◆ **AIM**
Answer these questions from the passage on the Henley MBA students' work with Cape NGOs:
(a) In what year did the programme begin, and with which two projects?
(b) Which module is the programme based on?
(c) For about how long do students prepare before the field trip?

◆ **GIVEN PASSAGE**
§

Over the past decade, a total of 400 students from the Henley Business School UK MBA programme, have donated around 80 hours of their time (32 000 man hours) to close on 70 Cape based NGOs as part of a work experience programme. This live project has not only brought about change and insights to NGOs on how to improve their work delivery and stakeholder engagement but also fundamentally altered the mindset of the business students on the programme.
‘One of the biggest benefits is what happens to the MBA students themselves,’ says Professor Kevin Money. ‘They are taken out of their comfort zone, to a new country to meet and work alongside different people who are dealing with real issues. This allows them to learn, grow and develop as better business leaders.’
It began in 2007, with 14 students and two projects: NICRO and TSiBA Education. Since then 69 NGOs and NPOs have benefitted. Developed by Professor Money and Jon Foster Pedley – now the Dean and Director of Henley Business School Africa, the programme is based on a module which looks at ‘Reputation and Responsibility’. During the project, the business executive ‘students’ use an academic model which takes a closer look at the consequences of behaviour in order to understand cause and reputation. Reputation and relationships are important in any strategy for sustainability, whether a JSE listed business or an NGO and this model has been used by numerous companies, governments and charities globally to build trust in stakeholder relationships.
Last month, a total of 24 students Executive MBA students from Henley visited Cape Town to work alongside four NGOs for a week, culminating in presentations together with recommendations to Breadline Africa, Inclusive Education, The Trauma Centre and Usiko Stellenbosch. Ahead of the field trip, students spend around six weeks preparing for the project.
Although the marked and moderated assignment is framed within the ‘Reputation and Responsibility’ module, the specific projects are co-created with the NGOs who decide on which stakeholder group they want to focus on. ‘Students work in diverse fields back home, from telecoms through to healthcare and finance, so are able to bring a different business perspective. Using evidence based research they help NGOs identify the challenges they face around stakeholders – whether staff, donors or beneficiaries – reflect on what is working and where improvements can be made,’ explains Professor Money.

§

◆ **DATA SUPPLIED**
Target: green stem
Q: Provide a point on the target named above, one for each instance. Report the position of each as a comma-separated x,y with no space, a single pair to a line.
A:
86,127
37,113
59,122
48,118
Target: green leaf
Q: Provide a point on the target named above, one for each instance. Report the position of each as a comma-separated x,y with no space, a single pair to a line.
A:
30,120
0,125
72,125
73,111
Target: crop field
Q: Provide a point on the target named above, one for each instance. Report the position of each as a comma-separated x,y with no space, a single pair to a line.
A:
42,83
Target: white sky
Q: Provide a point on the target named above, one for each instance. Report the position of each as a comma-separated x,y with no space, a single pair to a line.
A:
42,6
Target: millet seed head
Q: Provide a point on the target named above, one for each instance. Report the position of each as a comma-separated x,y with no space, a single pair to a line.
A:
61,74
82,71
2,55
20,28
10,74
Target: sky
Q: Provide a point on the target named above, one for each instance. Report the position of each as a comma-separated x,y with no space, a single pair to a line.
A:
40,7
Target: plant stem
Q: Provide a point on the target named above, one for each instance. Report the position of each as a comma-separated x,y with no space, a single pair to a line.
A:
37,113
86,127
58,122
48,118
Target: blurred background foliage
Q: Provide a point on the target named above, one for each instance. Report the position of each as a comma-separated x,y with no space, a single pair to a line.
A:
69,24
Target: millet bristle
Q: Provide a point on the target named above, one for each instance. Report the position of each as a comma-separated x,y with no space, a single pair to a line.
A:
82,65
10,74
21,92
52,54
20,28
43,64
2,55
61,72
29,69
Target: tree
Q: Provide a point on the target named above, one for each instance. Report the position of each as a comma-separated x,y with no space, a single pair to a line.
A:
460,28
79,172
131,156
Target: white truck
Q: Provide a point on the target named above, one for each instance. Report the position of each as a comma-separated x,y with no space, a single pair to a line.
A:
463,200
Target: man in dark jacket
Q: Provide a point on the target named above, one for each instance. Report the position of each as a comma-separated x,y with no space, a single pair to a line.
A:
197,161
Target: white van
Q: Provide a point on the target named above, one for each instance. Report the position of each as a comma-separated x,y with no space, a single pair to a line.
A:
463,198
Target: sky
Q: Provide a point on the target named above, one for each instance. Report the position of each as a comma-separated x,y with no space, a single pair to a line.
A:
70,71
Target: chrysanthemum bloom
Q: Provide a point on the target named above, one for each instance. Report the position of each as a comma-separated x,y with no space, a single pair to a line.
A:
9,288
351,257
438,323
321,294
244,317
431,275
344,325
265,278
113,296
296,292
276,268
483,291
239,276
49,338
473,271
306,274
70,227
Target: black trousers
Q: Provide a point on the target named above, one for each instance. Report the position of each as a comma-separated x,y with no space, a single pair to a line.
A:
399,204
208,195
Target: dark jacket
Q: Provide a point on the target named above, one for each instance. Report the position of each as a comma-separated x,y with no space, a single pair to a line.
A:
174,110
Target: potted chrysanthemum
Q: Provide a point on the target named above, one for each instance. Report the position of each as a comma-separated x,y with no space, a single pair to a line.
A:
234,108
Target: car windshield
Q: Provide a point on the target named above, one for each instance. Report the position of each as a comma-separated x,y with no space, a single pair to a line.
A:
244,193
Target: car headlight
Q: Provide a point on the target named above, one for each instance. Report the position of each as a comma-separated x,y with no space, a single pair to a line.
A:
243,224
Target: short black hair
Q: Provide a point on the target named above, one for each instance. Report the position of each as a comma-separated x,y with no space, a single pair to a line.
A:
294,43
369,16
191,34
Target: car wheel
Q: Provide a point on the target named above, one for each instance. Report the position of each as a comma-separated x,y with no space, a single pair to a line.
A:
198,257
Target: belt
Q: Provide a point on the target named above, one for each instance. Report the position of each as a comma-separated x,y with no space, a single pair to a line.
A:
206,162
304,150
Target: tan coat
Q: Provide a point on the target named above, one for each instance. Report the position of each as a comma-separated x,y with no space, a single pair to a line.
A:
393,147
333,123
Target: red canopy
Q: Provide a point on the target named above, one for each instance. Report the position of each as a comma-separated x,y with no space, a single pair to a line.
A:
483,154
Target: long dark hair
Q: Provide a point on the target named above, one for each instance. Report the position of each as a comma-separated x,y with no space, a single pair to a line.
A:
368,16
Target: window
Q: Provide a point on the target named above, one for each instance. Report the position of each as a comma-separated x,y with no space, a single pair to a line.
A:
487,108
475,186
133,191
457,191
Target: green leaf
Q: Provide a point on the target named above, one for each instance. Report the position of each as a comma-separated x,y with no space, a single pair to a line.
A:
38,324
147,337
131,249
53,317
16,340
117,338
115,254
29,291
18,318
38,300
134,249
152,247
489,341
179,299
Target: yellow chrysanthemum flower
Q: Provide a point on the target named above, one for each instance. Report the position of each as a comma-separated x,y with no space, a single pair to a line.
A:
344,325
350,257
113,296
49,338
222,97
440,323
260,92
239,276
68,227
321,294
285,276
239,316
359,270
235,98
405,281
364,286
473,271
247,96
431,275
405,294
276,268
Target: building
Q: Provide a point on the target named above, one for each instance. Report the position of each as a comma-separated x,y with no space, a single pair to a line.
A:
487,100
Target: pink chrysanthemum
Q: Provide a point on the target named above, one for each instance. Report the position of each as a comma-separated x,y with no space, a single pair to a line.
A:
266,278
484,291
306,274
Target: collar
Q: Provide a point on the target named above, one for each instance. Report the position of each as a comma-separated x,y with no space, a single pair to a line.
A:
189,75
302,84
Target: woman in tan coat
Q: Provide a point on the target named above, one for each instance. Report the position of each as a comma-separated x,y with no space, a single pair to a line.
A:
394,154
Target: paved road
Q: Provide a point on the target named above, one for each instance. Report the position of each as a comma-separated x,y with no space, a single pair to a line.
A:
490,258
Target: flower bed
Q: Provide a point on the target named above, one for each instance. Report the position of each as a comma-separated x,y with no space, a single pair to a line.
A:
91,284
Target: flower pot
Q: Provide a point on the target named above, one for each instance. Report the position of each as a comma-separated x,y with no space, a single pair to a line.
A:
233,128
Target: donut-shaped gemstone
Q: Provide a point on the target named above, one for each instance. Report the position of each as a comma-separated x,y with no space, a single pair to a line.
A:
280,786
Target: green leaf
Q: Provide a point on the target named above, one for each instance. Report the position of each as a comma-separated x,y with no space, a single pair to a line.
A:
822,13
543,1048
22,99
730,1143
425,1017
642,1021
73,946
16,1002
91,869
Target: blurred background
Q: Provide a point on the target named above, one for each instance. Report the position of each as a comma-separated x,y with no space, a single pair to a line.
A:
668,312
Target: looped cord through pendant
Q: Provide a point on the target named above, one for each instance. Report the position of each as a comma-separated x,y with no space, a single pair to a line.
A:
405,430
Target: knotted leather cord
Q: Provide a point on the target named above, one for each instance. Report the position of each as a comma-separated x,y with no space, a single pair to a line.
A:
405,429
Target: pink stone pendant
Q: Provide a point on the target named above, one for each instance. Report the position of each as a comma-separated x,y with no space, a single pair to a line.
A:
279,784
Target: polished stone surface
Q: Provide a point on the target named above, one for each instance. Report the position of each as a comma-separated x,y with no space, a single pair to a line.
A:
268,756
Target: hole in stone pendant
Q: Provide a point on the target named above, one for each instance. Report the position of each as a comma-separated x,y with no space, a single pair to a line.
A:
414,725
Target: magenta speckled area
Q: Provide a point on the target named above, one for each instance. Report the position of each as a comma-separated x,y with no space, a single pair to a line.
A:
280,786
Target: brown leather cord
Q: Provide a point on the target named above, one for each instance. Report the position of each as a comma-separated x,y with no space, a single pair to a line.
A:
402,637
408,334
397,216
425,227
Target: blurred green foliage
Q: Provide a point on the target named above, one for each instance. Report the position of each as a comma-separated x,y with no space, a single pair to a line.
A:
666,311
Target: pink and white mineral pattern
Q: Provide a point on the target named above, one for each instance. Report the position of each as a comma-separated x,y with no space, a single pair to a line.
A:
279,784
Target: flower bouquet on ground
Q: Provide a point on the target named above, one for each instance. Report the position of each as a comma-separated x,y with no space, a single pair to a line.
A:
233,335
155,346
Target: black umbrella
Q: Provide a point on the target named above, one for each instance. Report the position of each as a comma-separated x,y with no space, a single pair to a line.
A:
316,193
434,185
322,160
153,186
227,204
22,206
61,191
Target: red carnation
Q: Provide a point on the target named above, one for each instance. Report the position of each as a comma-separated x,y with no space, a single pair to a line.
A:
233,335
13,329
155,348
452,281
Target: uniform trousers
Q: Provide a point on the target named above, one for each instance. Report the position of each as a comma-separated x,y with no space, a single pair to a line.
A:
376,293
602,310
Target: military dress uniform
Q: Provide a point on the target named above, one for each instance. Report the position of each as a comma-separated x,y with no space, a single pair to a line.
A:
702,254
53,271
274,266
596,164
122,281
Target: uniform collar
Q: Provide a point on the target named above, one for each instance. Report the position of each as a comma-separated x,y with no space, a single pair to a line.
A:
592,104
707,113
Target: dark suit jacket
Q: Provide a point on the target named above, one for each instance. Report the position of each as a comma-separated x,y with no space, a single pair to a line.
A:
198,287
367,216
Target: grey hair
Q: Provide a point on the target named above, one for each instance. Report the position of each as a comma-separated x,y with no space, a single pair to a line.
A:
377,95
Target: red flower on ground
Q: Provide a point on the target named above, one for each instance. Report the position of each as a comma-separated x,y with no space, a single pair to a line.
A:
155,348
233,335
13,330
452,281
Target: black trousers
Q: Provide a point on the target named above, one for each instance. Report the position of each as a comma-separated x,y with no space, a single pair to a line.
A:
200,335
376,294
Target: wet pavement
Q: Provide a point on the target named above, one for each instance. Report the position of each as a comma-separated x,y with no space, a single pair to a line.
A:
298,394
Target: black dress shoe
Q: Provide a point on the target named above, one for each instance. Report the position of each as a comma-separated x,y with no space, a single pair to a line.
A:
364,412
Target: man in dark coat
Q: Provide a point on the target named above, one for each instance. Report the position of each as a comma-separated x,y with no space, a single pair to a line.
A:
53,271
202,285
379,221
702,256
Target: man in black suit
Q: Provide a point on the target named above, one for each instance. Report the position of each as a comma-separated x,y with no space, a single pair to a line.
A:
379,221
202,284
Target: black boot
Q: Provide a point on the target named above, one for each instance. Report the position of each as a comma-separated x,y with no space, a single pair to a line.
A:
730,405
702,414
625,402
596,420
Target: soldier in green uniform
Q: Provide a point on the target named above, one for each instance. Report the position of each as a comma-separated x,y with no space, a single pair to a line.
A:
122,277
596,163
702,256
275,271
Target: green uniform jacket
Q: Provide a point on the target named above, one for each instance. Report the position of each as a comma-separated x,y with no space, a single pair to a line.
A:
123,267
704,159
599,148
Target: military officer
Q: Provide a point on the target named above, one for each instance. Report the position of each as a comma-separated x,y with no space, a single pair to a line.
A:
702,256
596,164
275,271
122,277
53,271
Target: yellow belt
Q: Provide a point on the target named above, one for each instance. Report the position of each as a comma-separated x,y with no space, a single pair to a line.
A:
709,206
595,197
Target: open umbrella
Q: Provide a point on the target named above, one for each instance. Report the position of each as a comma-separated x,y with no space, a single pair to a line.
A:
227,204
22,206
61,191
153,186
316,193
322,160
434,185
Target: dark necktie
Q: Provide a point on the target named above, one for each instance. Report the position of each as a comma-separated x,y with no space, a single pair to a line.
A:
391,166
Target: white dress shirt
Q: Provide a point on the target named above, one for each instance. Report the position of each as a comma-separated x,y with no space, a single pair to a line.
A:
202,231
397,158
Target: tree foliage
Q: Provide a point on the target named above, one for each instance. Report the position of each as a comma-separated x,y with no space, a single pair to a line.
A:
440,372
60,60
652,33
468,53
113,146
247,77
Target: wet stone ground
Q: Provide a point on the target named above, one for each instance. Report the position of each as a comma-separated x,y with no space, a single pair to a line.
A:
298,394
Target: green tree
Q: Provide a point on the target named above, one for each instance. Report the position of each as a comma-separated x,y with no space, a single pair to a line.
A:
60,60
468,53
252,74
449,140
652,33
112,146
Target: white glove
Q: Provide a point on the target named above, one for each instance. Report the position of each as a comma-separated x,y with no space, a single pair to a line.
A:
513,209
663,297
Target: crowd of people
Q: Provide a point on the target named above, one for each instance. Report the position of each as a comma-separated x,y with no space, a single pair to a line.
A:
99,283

§

◆ **RESPONSE BELOW**
(a) It began in 2007, with NICRO and TSiBA Education.
(b) It is based on the 'Reputation and Responsibility' module.
(c) They prepare for about six weeks.